Material shown =>
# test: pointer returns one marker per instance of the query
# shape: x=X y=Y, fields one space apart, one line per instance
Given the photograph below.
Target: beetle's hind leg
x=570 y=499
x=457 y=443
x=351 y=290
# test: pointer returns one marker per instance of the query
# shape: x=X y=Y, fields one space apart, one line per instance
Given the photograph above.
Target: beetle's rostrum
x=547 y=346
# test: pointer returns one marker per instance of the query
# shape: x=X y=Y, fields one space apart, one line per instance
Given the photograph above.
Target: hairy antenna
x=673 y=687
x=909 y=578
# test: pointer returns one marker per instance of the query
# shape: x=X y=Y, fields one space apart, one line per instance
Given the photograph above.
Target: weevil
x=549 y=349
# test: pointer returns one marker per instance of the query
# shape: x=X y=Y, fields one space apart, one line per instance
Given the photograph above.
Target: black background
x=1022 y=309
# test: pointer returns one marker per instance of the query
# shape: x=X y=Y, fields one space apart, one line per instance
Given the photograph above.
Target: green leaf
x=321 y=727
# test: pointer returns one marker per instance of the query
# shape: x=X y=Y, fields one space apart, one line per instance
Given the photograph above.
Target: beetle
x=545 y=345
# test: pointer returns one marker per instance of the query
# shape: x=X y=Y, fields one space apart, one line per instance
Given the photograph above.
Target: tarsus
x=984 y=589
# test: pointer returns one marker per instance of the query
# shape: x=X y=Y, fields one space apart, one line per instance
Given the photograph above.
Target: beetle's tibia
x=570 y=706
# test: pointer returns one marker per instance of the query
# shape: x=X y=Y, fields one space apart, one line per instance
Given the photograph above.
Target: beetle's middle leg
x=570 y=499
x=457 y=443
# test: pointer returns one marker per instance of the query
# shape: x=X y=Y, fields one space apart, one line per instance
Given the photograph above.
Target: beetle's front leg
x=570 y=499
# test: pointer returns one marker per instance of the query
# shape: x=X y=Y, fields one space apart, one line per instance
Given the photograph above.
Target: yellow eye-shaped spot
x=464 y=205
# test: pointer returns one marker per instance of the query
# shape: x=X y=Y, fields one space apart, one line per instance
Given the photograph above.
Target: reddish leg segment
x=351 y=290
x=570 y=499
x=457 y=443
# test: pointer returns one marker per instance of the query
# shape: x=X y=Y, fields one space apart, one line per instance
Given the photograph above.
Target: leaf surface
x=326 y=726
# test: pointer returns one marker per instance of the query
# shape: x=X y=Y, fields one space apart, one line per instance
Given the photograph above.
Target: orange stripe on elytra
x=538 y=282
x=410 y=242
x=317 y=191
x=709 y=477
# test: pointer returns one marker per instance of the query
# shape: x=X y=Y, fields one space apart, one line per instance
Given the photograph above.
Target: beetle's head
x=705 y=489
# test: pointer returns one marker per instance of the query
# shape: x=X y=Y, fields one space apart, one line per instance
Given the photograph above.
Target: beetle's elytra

Work instruction => Print the data above exactly as it was provided.

Exercise response =>
# test: pointer returns one marker per instance of the query
# shape: x=X y=Y, fields one space apart, one line per instance
Given the photograph below.
Target: beetle's hind leg
x=570 y=499
x=457 y=443
x=351 y=290
# test: pointer returns one marker per instance of the query
# shape: x=X y=Y, fields one space apart, one line per instance
Given the photograph above.
Target: beetle's rostrum
x=547 y=346
# test: pointer returns one marker per instance of the query
# shape: x=X y=Y, fields one space apart, one line per instance
Given the photograph above.
Target: hairy antenna
x=673 y=687
x=909 y=578
# test: pointer returns one marker per instance of the query
# shape: x=X y=Y, fields one space apart, one line per instance
Given the photograph above.
Target: weevil
x=549 y=349
# test: pointer returns one marker per instance of the query
# shape: x=X y=Y, fields one space apart, one line per instance
Given the photograph above.
Target: black background
x=1022 y=309
# test: pointer returns one marker per instance of the query
# shape: x=X y=Y, fields one space apart, one line per instance
Given the photograph above.
Target: green leaf
x=321 y=727
# test: pointer returns one marker per instance of the query
# shape: x=X y=Y, fields one space apart, one line per instance
Given the photograph above.
Target: beetle
x=545 y=345
# test: pointer returns one marker per instance of the query
# shape: x=X y=Y, fields one space apart, one line per instance
Given the photograph above.
Target: tarsus
x=984 y=589
# test: pointer returns one marker per instance of the query
# shape: x=X y=Y, fields one space apart, one line per instance
Given the photograph above.
Target: beetle's tibia
x=570 y=706
# test: pointer returns one marker per instance of the query
# shape: x=X y=Y, fields one space apart, one line per instance
Given the photograph above.
Target: beetle's middle leg
x=570 y=499
x=457 y=443
# test: pointer returns one marker per instance of the query
# shape: x=X y=Y, fields one space apart, one line per instance
Given the photograph above.
Target: beetle's front leg
x=570 y=499
# test: pointer returns one marker per instance of the query
# shape: x=X y=Y, fields one space apart, one line per instance
Given the photograph above.
Target: yellow eye-shaped spot
x=464 y=205
# test: pointer returns one marker per instance of the query
# shape: x=X y=Y, fields one space apart, one line per instance
Given the photograph above.
Target: reddish leg segment
x=351 y=290
x=570 y=499
x=457 y=443
# test: pointer returns one marker per instance of the query
# shape: x=X y=Y, fields one space apart, one line per instance
Given the photograph above.
Target: leaf surface
x=326 y=726
# test: pointer returns one marker per instance of the query
# shape: x=X y=Y, fields one space apart, one line per instance
Given the photograph above.
Target: orange stripe on elytra
x=538 y=282
x=410 y=242
x=317 y=191
x=709 y=477
# test: pointer returns one marker per instance of the query
# shape: x=X y=Y, fields one space apart, one line per instance
Given the photograph above.
Target: beetle's head
x=705 y=489
# test: pointer returns one marker per instance of the query
# shape: x=X y=Y, fields one space apart, one line per instance
Given the photograph above.
Target: beetle's elytra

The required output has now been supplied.